[Data entries]

-.-.-

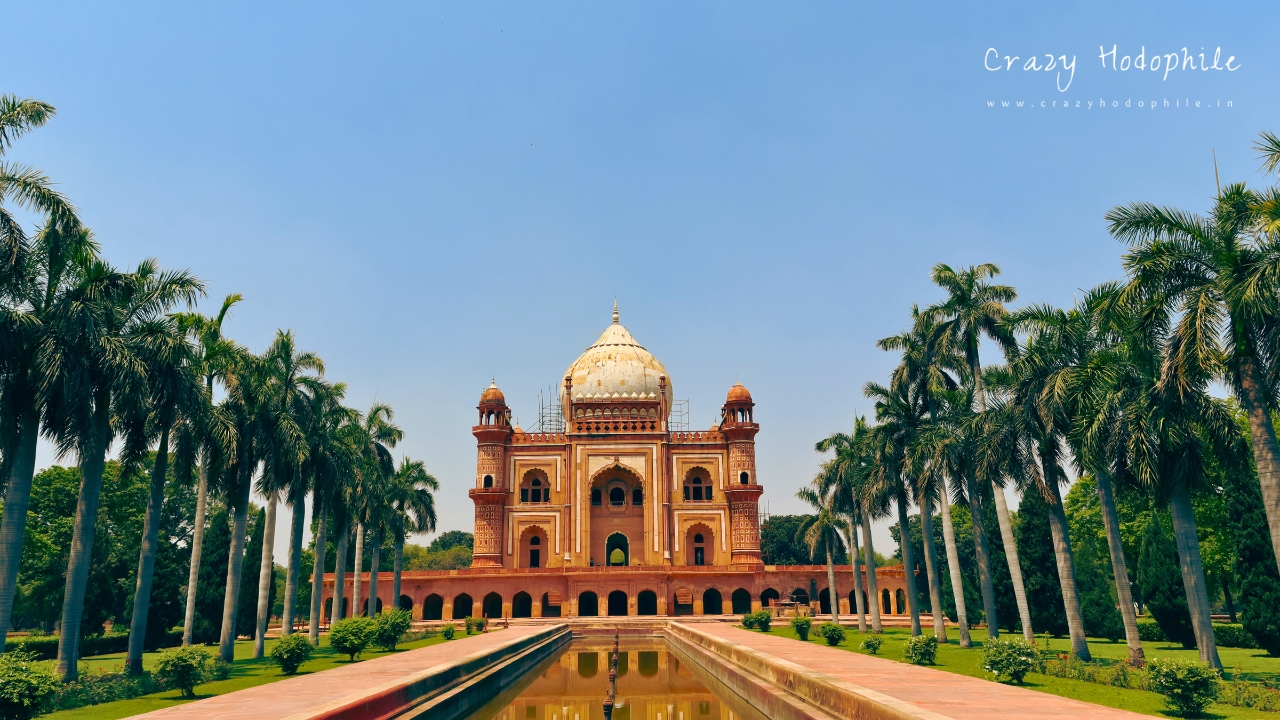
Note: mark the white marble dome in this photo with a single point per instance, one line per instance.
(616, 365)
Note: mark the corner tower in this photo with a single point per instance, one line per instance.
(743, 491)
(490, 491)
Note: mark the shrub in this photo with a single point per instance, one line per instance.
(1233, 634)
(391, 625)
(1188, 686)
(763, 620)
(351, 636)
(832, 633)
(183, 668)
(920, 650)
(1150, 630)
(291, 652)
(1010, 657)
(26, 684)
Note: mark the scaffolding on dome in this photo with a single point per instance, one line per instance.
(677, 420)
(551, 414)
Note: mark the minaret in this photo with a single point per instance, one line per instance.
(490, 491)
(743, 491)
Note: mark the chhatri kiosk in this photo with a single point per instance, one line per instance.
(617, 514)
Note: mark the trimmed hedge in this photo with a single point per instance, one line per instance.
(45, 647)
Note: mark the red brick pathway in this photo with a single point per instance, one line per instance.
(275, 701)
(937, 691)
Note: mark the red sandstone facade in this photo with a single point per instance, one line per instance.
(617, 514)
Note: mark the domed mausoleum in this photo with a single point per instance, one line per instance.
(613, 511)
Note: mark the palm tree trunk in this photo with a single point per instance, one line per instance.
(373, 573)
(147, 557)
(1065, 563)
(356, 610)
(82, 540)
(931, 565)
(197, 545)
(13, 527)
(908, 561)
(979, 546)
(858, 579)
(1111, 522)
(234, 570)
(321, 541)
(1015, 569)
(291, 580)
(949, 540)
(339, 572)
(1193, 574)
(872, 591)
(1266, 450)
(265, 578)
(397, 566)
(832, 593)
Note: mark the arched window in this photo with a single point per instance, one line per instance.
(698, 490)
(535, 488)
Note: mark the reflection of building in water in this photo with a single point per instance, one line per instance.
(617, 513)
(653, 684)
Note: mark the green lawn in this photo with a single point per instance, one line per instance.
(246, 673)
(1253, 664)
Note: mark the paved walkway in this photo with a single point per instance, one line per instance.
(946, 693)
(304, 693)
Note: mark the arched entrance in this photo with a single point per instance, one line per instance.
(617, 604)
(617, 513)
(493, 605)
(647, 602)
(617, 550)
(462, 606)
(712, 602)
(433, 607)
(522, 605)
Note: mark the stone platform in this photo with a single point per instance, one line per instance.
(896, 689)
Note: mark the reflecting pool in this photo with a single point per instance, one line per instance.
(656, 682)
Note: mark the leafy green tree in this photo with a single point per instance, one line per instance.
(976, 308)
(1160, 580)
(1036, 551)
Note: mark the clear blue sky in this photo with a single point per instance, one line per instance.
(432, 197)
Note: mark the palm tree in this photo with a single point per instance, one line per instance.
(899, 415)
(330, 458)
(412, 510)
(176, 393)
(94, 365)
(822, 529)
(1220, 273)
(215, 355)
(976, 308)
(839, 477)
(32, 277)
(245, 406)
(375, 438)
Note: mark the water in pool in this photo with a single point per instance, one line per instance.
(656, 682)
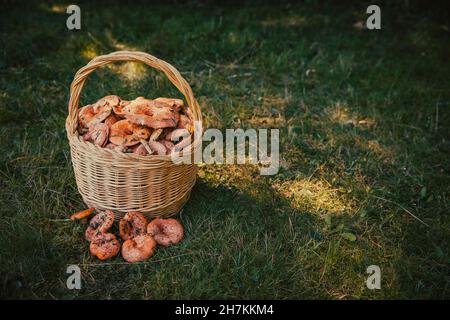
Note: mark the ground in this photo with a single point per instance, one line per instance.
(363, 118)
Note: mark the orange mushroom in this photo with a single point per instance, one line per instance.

-.-.-

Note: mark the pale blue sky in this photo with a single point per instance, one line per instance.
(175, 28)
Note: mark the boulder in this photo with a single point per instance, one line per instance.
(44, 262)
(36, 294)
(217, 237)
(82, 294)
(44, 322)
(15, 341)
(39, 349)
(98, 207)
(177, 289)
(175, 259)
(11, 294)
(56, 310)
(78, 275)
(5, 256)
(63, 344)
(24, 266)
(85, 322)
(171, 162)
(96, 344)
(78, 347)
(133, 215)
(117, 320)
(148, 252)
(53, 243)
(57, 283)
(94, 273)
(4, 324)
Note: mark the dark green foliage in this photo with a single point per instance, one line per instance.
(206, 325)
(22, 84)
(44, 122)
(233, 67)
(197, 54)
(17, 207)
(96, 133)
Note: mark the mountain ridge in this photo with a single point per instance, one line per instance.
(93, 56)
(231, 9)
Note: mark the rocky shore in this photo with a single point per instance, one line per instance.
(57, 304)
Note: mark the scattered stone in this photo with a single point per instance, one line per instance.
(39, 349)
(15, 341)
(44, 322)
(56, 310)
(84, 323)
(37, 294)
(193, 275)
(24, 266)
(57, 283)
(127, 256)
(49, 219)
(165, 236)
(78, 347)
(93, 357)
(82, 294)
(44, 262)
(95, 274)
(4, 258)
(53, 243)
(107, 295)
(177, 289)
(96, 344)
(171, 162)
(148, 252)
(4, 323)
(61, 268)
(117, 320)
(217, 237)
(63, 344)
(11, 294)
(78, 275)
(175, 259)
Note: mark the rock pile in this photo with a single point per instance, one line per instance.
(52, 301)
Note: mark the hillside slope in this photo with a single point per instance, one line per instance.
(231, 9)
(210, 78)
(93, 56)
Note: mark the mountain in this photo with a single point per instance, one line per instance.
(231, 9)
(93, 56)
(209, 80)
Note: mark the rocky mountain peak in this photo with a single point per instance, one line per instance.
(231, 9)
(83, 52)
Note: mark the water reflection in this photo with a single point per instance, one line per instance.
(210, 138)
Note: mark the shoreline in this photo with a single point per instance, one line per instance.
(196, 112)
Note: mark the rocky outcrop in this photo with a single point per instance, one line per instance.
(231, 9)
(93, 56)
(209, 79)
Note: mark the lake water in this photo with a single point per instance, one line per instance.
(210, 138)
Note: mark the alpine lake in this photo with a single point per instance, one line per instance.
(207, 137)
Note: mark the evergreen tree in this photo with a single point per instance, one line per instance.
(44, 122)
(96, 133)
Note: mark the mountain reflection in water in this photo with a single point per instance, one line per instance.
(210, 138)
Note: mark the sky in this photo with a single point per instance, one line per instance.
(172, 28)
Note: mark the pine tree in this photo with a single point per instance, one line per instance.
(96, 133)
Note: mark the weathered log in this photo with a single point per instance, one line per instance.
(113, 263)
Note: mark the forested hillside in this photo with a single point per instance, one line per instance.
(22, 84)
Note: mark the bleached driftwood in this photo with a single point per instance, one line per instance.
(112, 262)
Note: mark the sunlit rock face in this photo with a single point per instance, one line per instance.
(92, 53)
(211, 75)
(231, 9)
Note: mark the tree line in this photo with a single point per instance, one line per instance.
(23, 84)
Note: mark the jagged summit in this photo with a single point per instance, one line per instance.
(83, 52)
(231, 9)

-.-.-

What to produce:
Could you transcribe the entries above word for word, from the line with "Note: mark the ground" down to the line with "Note: mark the orange", keeping both?

Solution to the exercise:
Note: mark the ground in this photo with a single point per instance, one line per instance.
(363, 118)
Note: mark the orange mushroom in this photo with a single point per instance, one line per instance.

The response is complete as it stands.